GOAL – Copy the Swoot launch article from "Pete Curley and" to "team collaboration tools.", substituting "business software" for "enterprise software".

SELECTED PASSAGE –
────────────────

HipChat founders launch Swoot, a social podcast app

Pete Curley and Garret Heaton, who previously co-founded team chat app HipChat and sold it to Atlassian, are officially launching their new product Swoot today. The app makes it easy for users to recommend podcasts and see what their friends are listening to.

This might seem like a big leap from selling enterprise software — and indeed, Curley said the company was initially focused to creating another set of team collaboration tools.

What they realized, however, was that HipChat is “actually a consumer product that the company just happens to pay for because the employees demand it” — and he said they weren’t terribly interested in trying to build a business around a more traditional “top-down sales process.”

Meanwhile, Curley said he’d injured his back while lowering one of his children into a crib, which meant that for months, his only form of exercise was walking. He recalled walking around for hours each day and, for the first time, listening to podcasts.

“I was actually way behind the times,” he said. “I didn’t know this, that everyone else was listening to them … This is like the dark web of content.”

Swoot Screenshot 1

The startup has already raised a $3 million seed funding round led by True Ventures.

“Pete and Garret both have incredible product and entrepreneurial experience, plus they have built successful businesses together in the past,” said True Ventures co-founder Jon Callaghan in a statement. “Their focus of solving the disjointed podcast listening experience through Swoot’s elegant design fills a clear gap in media discovery.”

Discovery — namely, finding new podcasts beyond the handful that you already subscribe to — is one of the biggest issues in podcasting right now. It’s something a number of companies are trying to solve, but in Curley’s view, the key is to make the listening experience more social.

────────────────

DATA –

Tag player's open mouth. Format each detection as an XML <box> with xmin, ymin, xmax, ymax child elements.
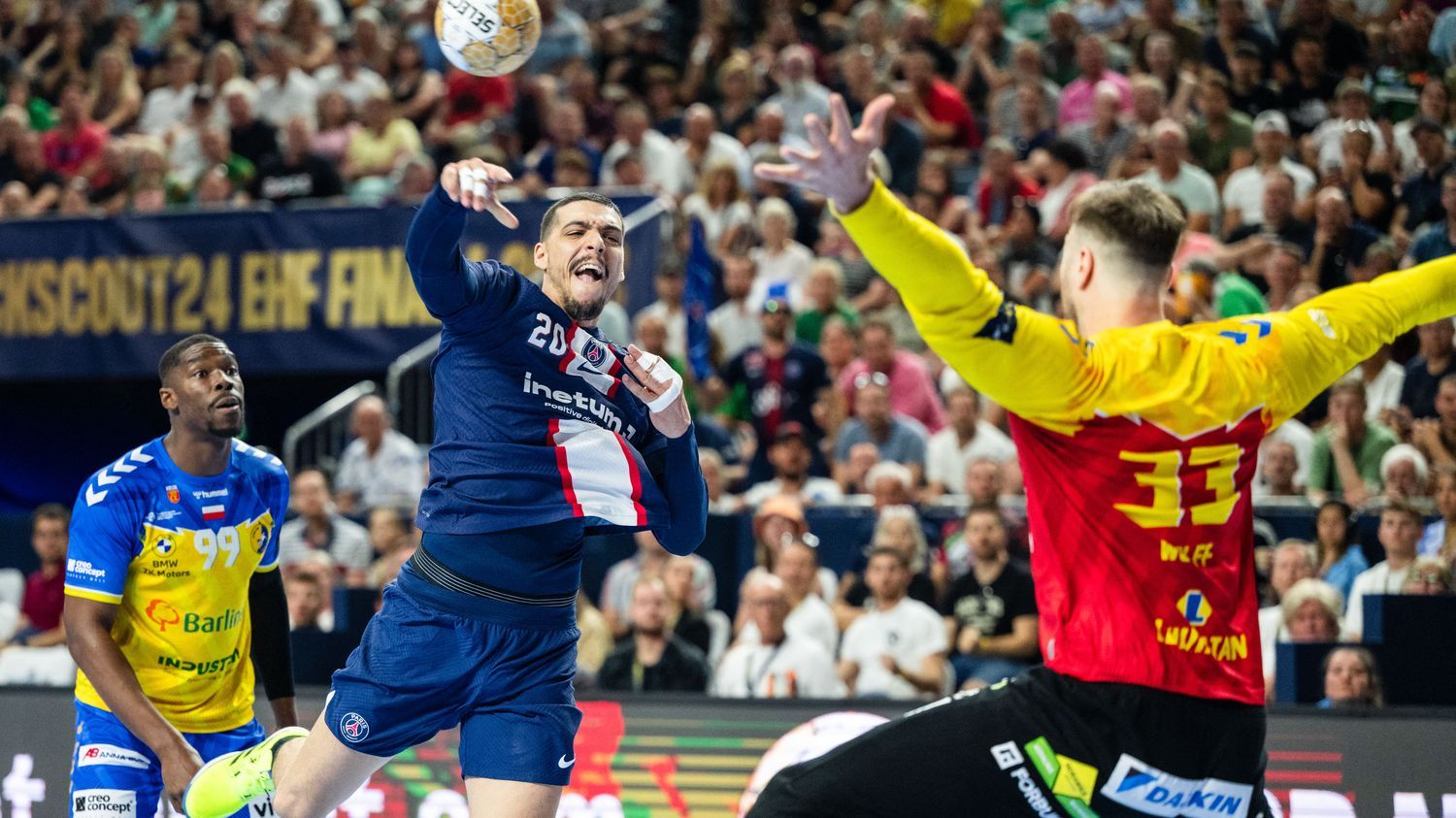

────────────────

THE RESULT –
Pete Curley and Garret Heaton, who previously co-founded team chat app HipChat and sold it to Atlassian, are officially launching their new product Swoot today. The app makes it easy for users to recommend podcasts and see what their friends are listening to.

This might seem like a big leap from selling business software — and indeed, Curley said the company was initially focused to creating another set of team collaboration tools.